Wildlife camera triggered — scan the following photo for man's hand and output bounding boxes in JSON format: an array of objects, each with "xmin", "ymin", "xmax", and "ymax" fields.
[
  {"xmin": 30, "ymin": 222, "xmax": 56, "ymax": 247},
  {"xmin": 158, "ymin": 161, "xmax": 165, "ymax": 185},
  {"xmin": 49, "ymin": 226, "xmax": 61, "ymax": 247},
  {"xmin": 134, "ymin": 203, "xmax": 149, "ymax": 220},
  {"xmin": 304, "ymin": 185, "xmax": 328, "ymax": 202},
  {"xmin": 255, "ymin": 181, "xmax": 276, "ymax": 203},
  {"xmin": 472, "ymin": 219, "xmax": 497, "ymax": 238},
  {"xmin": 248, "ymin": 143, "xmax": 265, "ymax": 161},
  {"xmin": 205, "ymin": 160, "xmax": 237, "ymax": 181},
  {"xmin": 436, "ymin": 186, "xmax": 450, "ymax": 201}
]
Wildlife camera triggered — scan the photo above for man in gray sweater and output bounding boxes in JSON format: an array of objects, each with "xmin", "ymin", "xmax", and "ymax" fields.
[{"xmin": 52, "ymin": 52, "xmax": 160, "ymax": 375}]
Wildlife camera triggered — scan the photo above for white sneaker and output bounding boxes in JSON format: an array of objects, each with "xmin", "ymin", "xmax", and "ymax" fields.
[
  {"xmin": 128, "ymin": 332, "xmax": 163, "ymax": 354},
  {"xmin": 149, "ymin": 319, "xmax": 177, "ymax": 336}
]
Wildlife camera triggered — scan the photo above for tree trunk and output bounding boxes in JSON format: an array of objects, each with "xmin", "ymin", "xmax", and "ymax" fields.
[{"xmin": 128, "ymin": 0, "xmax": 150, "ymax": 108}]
::::
Short exercise -> Please retype every one of the lines above, word for word, with nothing changed.

Result of this exercise ->
Wildlife camera triggered — scan the following photo for man's hand and output bounding boxes in JSON format: an array of objects, each with "xmin", "ymin", "xmax", and "ymax" fields.
[
  {"xmin": 30, "ymin": 222, "xmax": 56, "ymax": 247},
  {"xmin": 158, "ymin": 161, "xmax": 165, "ymax": 185},
  {"xmin": 49, "ymin": 226, "xmax": 61, "ymax": 247},
  {"xmin": 134, "ymin": 203, "xmax": 149, "ymax": 220},
  {"xmin": 304, "ymin": 185, "xmax": 328, "ymax": 202},
  {"xmin": 255, "ymin": 181, "xmax": 276, "ymax": 203},
  {"xmin": 472, "ymin": 219, "xmax": 497, "ymax": 238},
  {"xmin": 248, "ymin": 143, "xmax": 265, "ymax": 161},
  {"xmin": 205, "ymin": 160, "xmax": 237, "ymax": 181},
  {"xmin": 436, "ymin": 186, "xmax": 450, "ymax": 201}
]
Wildlife camera triggered — scan the photo above for man in gray sweater and output bounding boxes in JSON format: an array of objects, each with "xmin", "ymin", "xmax", and "ymax" fields.
[{"xmin": 52, "ymin": 52, "xmax": 160, "ymax": 375}]
Wildlife camera triggered — scan the photo above for white sneaker and output bounding boxes in JSON format: an array of objects, each with "xmin", "ymin", "xmax", and "ymax" fields.
[
  {"xmin": 128, "ymin": 332, "xmax": 163, "ymax": 354},
  {"xmin": 149, "ymin": 319, "xmax": 177, "ymax": 336}
]
Wildlife camera triggered — scan the photo above for tree trunk and output bounding boxes in JSON format: an array of objects, each with "xmin", "ymin", "xmax", and "ymax" fields.
[{"xmin": 128, "ymin": 0, "xmax": 150, "ymax": 108}]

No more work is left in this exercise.